**Document section**
I was wondering between partitioner and combiner, which runs first?
I was of the opinion it is the partitiner first and then combiner and then the keys are redirecte
Combiner does not change the key value pair of output map task . It combines based on same key and emits the same Key /List value pair .
Partitioner takes the input from map/combiner(if exists) then segments the data and in process can emit new K List Value pair .
so Map-->Combine->Partition-->Reduce.
Combiner is a map side reducer. It means what the reducer performing everything done by combiner. The main use of the combiner is a tuneup/ optimize the performance. After combiner optimize the code, the petitioner separate and assists to get multiple outputs. Combiner is optional, but highly recommendable for large files.
The partitioner divides the data according to the number of reducers and depends on the requirements devides the output. For instance: The output male, female, separate 2 outputs by using partitioner.
First Combiner will come then Partitioner will come, both are come in Mapside only, but not in reducer side.
In Hadoop- The definitive guide 3rd edition, page 209, we have below words:
Before it writes to disk, the thread first divides the data into partitions corresponding to the reducers that they will ultimately be sent to. Within each partition, the background thread performs an in-memory sort by key, and if there is a combiner function, it is run on the output of the sort. Running the combiner function makes for a more compact map output, so there is less data to write to local disk and to transfer to the reducer.
Each time the memory buffer reaches the spill threshold, a new spill file is created, so after the map task has written its last output record, there could be several spill files. Before the task is finished, the spill files are merged into a single partitioned and sorted output file. The configuration property io.sort.factor controls the maximum number of streams to merge at once; the default is 10.
If there are at least three spill files (set by the min.num.spills.for.combine property), the combiner is run again before the output file is written. Recall that combiners may be run repeatedly over th einput without affecting the final result. If there are only one or two spills, the potential reduction in map output size is not worth the overhead in invoking the combiner, so it is not run again for this map output.So combiner is run during merge spilled file.

**Raw data**
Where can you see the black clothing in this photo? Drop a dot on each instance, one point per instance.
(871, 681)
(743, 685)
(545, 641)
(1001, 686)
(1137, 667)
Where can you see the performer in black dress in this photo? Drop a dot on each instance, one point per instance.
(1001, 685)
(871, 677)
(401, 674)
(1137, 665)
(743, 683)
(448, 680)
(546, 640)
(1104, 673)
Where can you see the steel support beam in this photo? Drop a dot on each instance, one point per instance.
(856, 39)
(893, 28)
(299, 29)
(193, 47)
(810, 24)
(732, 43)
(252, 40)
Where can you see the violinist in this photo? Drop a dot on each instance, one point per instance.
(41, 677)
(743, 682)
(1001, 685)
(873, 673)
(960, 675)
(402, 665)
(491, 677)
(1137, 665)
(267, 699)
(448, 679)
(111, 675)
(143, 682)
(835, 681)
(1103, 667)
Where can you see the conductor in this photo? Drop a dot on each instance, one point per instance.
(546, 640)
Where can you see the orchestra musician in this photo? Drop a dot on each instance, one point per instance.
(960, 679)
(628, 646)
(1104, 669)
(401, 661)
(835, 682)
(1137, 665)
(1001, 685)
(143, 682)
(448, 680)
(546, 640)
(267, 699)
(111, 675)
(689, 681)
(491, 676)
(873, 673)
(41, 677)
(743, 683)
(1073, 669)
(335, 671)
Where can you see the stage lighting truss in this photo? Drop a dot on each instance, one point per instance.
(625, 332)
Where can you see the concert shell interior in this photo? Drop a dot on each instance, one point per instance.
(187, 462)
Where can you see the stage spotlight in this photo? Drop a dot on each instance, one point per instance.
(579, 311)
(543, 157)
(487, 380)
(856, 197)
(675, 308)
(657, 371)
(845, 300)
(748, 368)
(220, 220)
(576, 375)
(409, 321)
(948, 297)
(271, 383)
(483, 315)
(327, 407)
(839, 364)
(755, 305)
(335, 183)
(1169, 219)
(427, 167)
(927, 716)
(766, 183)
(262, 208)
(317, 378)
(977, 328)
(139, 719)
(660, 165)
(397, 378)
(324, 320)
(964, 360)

**Exercise 1**
Do the following statements agree with the Hadoop thread? For each, answer yes or no and quote the thread's deciding words exactly. (a) The default value of io.sort.factor is 10. (b) When there are only one or two spill files, the combiner is run again. (c) The combiner is described as required.
**Exercise 2**
Print the passage of the Hadoop thread starting at "I was of the" and ending at "Key /List value pair .".

**Written solution 1**
(a) Yes: "the default is 10."
(b) No: "so it is not run again for this map output"
(c) No: "Combiner is optional"

**Written solution 2**
I was of the opinion it is the partitiner first and then combiner and then the keys are redirecte
Combiner does not change the key value pair of output map task . It combines based on same key and emits the same Key /List value pair .